課題
a) キングズベリー・ランの屠殺者についての文章によれば、検視解剖で判明した最初の事件の死因は何ですか。
b) キングズベリー・ランの屠殺者についての文章を、最後の文の後から書き継いでください。

本文
◆ ◆ ◆ ◆
キングズベリー・ランの屠殺者
The Mad Butcher of Kingsbury Run (アメリカ)



エリオット・ネス


最初の犠牲者


バスケットの中の「ハム」


燃えるドヤ街


ネスが受け取った嘲りの手紙

「アンタッチャブル」で知られるエリオット・ネスが、アル・カポネとの対決で勝利した後にどうなったのかについては、我が国ではほとんど知られていない。実は連続バラバラ殺人犯と対決し、敗北していたのである。

 1935年9月23日、オハイオ州クリーブランド。ピッツバーグへと通じる線路の脇はキングズベリー・ランと呼ばれているが、ここで遊んでいた少年が、首のない男の遺体を発見した。全裸で黒い靴下だけを履き、性器も切断されていた。捜査する警察は、10メートルほど離れた雑木林の中でもう一人の男の遺体を発見した。同様に首と性器が切断されている。遺体の近くの地面から毛髪が生えていた。頭部が埋められていたのである。性器も、まるで放り投げられたかのように近くに転がっていた。
 この事件で奇妙な点は、地面にも遺体にも血が付着していなかったことである。別の場所で殺害し、頭部と性器を切断し、血抜きしてから洗浄して遺棄したのだ。
 しかも、恐るべきことに、死因は首の切断であることが検視解剖により判明した。犯人は生きたまま首を切断したのである。その切断面は、肉屋か外科医のように鮮やかだった。
 指紋照合の結果、最初の犠牲者はエドワード・アンドラシーという前科者であることが判明した。両刀使いのポン引きで、愛人の男が何人もいた。恨みがある者も何人もいた。しかし、いずれも「シロ」だった。新聞が「キングズベリー・ランの屠殺者」と書き立てた犯人の手掛かりは一向に掴めなかった。

 4ケ月後の1936年1月26日、遺体遺棄現場にほど近い東20番街。
犬があまりに吠えるので、住人の婦人が外に出た。鎖に繋がれた犬は、工場の壁の脇に置かれたバスケットに向かって吠えていた。その中身はハムに見えた。しかし、すぐに人の腕であることに気づいて悲鳴をあげた。もう一つのバッグには女性の下半身が入っていた。2週間後には近くの空き地で、片方の腕と脚が見つかった。指紋照合の結果、フローレンス・ポリーロという売春婦であることが判明した。
◆ ◆ ◆ ◆
提示一覧
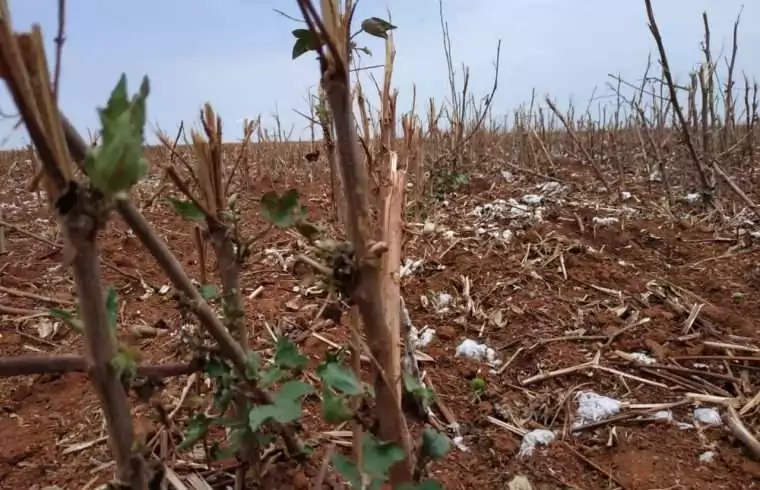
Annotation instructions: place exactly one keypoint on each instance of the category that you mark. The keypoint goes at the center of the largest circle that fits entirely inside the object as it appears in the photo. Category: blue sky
(236, 53)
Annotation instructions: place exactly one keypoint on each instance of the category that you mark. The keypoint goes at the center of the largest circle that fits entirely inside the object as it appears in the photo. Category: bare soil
(533, 299)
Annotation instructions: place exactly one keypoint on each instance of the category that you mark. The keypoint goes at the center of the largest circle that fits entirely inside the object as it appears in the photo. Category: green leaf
(285, 409)
(186, 209)
(459, 178)
(306, 40)
(377, 27)
(335, 408)
(347, 469)
(258, 415)
(67, 318)
(118, 164)
(434, 444)
(339, 378)
(292, 391)
(286, 354)
(124, 363)
(222, 398)
(217, 368)
(208, 292)
(112, 308)
(414, 386)
(378, 457)
(218, 453)
(280, 210)
(270, 376)
(196, 430)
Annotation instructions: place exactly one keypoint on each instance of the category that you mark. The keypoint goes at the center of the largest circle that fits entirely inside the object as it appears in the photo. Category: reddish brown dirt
(42, 416)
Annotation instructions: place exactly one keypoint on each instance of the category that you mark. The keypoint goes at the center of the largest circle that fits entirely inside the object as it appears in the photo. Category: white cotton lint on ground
(593, 408)
(532, 199)
(479, 352)
(605, 221)
(538, 437)
(663, 415)
(421, 338)
(707, 416)
(642, 358)
(459, 443)
(707, 457)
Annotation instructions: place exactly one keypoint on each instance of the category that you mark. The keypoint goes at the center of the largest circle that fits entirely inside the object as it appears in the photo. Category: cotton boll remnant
(593, 408)
(532, 199)
(538, 437)
(410, 267)
(479, 352)
(707, 457)
(707, 416)
(606, 221)
(519, 482)
(421, 338)
(642, 358)
(692, 197)
(663, 415)
(549, 188)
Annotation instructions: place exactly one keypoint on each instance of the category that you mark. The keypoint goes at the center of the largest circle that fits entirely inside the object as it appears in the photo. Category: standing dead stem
(368, 295)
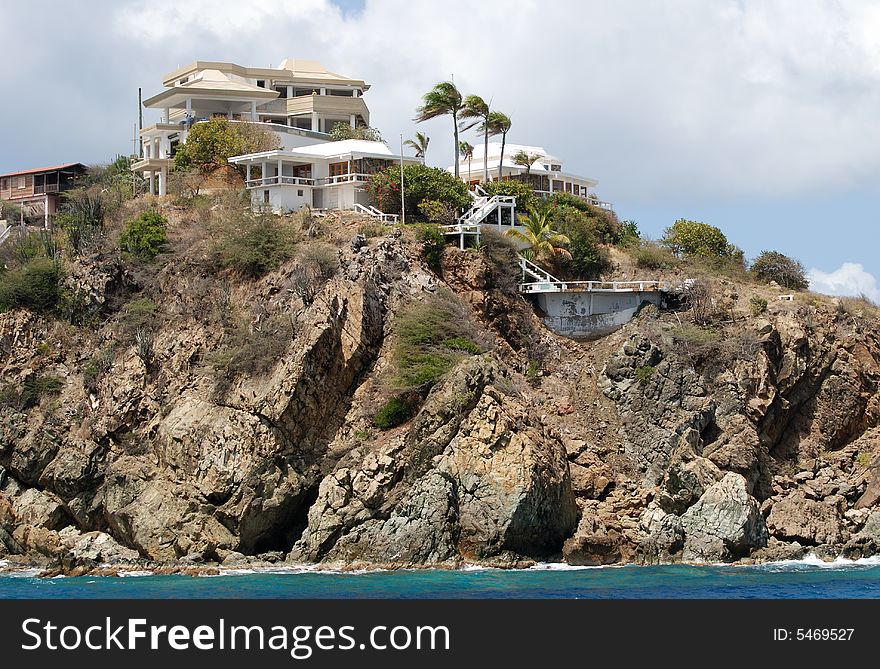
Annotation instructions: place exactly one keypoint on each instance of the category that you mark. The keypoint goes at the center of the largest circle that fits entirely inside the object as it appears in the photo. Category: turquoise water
(808, 579)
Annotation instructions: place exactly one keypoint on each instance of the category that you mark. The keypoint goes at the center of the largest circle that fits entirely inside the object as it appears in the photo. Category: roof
(211, 82)
(53, 168)
(310, 71)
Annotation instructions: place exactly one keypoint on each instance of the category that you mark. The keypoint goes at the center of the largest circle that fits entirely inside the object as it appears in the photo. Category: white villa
(300, 101)
(545, 174)
(328, 175)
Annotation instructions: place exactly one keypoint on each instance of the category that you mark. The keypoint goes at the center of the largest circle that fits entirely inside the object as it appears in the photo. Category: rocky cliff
(760, 440)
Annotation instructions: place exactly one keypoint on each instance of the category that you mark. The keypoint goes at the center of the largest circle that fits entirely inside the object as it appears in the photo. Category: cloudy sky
(760, 117)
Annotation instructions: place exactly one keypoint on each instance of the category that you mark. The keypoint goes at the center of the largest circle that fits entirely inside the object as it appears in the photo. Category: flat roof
(53, 168)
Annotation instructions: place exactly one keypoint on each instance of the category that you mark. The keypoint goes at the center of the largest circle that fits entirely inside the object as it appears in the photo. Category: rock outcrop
(235, 424)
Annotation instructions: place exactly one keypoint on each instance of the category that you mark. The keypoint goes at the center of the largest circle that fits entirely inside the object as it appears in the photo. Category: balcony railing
(589, 199)
(302, 181)
(285, 181)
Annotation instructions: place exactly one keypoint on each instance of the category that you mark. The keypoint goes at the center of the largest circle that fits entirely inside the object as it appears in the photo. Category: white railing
(483, 206)
(536, 272)
(593, 286)
(375, 213)
(589, 199)
(344, 179)
(288, 181)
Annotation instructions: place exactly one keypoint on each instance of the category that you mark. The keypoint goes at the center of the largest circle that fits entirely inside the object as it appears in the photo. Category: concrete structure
(38, 192)
(545, 175)
(300, 101)
(328, 175)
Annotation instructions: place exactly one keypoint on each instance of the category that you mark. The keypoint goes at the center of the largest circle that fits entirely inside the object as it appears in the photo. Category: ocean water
(804, 579)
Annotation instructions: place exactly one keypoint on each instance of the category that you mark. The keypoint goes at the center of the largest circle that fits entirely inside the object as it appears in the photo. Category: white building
(545, 174)
(326, 175)
(300, 101)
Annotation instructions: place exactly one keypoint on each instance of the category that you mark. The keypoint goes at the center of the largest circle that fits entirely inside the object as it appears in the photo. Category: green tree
(210, 144)
(696, 239)
(499, 123)
(145, 236)
(422, 183)
(525, 160)
(341, 131)
(774, 266)
(541, 240)
(466, 151)
(419, 144)
(475, 112)
(441, 100)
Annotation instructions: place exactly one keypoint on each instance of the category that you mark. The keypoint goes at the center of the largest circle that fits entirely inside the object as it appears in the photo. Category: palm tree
(420, 144)
(467, 152)
(538, 234)
(476, 112)
(499, 124)
(441, 100)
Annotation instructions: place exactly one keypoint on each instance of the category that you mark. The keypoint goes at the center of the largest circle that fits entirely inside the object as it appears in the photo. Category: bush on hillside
(696, 239)
(421, 183)
(145, 236)
(432, 335)
(33, 286)
(210, 144)
(525, 196)
(774, 266)
(433, 242)
(253, 244)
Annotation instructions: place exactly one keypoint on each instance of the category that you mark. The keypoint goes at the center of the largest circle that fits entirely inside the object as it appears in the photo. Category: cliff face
(639, 447)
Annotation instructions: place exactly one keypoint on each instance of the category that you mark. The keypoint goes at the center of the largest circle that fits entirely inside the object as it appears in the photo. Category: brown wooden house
(38, 191)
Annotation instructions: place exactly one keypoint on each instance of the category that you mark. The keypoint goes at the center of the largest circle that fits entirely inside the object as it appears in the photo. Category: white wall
(283, 198)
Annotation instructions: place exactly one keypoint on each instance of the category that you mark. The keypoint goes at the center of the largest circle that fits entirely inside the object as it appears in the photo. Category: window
(337, 169)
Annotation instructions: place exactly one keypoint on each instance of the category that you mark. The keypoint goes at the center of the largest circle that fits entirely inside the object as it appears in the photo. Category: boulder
(725, 524)
(807, 521)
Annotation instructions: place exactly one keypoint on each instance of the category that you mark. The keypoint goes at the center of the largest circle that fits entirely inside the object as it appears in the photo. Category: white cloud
(848, 279)
(684, 100)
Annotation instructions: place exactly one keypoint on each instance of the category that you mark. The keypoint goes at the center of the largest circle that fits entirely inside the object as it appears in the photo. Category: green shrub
(34, 286)
(525, 196)
(462, 344)
(774, 266)
(438, 212)
(396, 411)
(649, 255)
(145, 236)
(433, 242)
(695, 239)
(421, 183)
(758, 305)
(432, 335)
(253, 245)
(644, 373)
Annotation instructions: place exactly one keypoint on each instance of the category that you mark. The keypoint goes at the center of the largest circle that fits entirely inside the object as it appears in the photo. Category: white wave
(812, 561)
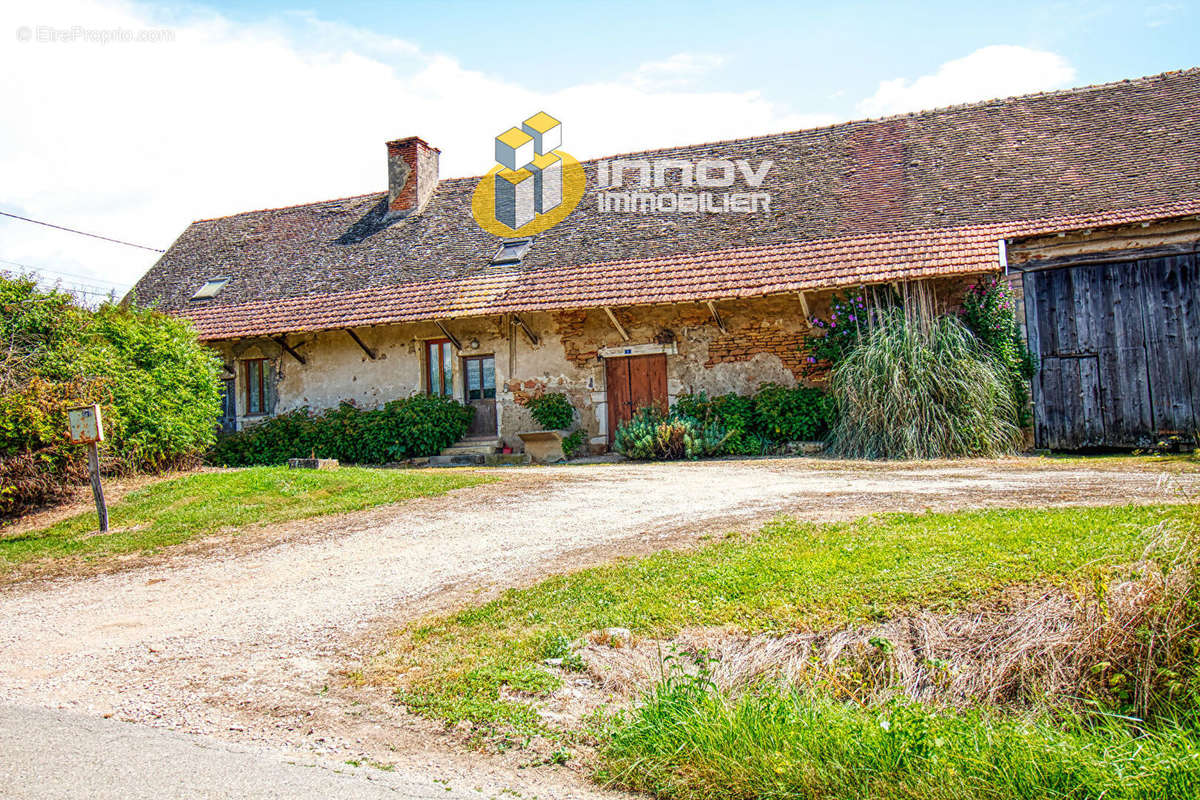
◆ ◆ ◆ ◆
課題の解答
a) 首の切断です。

b)
 この発見は警察を困惑させた。犯人はホモであると信じていたのだ。ところが、どうやら過度のサディストではあるがホモではない。捜査を洗い直さなければならなかった。

 この頃には警察だけでなく、市の公共治安局も事件に取り組み始めていた。この時の局長がエリオット・ネスだった。シカゴでギャングを一掃した後、34年にクリーブランドに移転し、この地のギャングと戦っていたのだ。
 しかし、連続殺人犯を捕まえることはギャングを一掃するのとはわけが違うことが、ネスにも次第に判ってきた。ギャングは金の匂いがするところに集まる。だから、誘き出すことは簡単だ。ところが、このたびの殺人鬼はどうすれば誘き出すことが出来るのか、さっぱり判らなかった。何を考えているのかさえも判らない。まったくお手上げだったのだ。

 1936年から38年にかけて、更に9人の犠牲者が見つかった。いずれも首を切られているかバラバラだ。犠牲者には規則性がなく、性別、年齢もまちまちだ。黒人女性も犠牲になった。犯人の輪郭がまったく掴めなかった。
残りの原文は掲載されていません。